- Required work -
Your task is to repeat, word for word, the line containing "vest in this photo, one line per instance." and all lines that follow it to the end of the material, and no other lines.
>> start Given data
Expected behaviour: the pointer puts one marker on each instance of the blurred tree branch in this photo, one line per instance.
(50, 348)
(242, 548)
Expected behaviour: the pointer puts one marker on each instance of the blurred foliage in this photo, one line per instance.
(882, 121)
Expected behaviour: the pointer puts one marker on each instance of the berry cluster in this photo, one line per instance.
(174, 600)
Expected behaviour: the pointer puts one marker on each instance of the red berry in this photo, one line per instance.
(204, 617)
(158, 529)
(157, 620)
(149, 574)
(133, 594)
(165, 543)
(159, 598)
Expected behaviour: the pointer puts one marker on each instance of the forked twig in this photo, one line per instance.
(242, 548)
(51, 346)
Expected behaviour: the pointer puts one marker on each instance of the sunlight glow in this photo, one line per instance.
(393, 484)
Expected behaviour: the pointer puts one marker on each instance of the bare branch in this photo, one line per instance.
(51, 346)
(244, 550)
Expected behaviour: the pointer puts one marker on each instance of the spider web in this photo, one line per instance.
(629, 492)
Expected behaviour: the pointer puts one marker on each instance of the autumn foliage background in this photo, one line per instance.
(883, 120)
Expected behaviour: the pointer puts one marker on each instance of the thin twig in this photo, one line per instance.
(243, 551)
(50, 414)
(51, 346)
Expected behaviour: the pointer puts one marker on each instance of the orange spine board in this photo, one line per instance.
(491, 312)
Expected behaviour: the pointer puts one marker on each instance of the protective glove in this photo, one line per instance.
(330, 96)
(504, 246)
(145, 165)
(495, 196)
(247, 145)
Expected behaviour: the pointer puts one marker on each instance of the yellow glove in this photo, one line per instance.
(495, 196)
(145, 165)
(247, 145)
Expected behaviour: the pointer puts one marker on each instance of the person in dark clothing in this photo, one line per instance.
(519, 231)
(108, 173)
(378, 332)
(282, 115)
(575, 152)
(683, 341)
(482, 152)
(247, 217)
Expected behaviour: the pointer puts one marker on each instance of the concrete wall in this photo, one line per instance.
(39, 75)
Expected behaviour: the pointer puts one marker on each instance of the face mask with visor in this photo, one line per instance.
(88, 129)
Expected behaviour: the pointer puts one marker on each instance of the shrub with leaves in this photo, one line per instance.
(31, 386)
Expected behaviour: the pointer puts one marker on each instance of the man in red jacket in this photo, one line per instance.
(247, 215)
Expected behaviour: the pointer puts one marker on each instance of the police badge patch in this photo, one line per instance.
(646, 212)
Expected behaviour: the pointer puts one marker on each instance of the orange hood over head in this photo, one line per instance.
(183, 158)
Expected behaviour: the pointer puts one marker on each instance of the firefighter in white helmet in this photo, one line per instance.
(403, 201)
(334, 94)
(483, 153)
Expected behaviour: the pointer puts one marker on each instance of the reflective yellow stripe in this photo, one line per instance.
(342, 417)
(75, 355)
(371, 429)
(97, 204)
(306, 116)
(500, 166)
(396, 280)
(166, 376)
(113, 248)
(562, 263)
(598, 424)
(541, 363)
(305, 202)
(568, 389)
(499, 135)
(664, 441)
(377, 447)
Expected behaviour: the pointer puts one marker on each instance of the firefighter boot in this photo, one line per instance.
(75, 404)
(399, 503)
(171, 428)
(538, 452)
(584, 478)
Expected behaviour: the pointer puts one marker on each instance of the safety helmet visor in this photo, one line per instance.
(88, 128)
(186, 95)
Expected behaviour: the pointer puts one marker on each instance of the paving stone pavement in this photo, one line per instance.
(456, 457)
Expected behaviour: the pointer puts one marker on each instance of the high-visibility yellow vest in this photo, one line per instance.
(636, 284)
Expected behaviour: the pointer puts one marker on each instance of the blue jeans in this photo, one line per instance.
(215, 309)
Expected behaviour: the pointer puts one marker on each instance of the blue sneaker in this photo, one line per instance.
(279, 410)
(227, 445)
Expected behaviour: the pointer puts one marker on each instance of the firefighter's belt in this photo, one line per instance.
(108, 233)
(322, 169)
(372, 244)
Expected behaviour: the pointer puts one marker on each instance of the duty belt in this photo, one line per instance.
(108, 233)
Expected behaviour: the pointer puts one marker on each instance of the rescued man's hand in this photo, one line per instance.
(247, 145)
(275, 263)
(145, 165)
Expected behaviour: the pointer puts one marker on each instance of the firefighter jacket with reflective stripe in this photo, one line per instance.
>> end Given data
- Output -
Expected behaviour: the pointer puts one marker on each instance of the high-visibility yellow vest in this photo, one line per instance.
(636, 284)
Expected behaviour: the pointer puts one marker on each instance of the blue jeans in this photo, one line per instance.
(215, 309)
Expected behaviour: the pointer puts one marker on each instance of the blue sneaker in this photo, one line per instance.
(279, 410)
(227, 445)
Expected behaviour: the pointer puts one marker on each instance of the firefighter's belt in this photo, one line per instance.
(108, 233)
(322, 169)
(372, 244)
Expected behaviour: the pointer puts one marker on each instance of the duty belt in this photo, one line per instance.
(108, 233)
Expected behaviour: the pointer puts one marker on each instance of the rescued man's hand in this photo, one line per instance.
(247, 145)
(275, 263)
(145, 165)
Expected behaviour: the pointer puts one marker on each instance of the firefighter jacket with reflective stripe in this photo, one line per instance.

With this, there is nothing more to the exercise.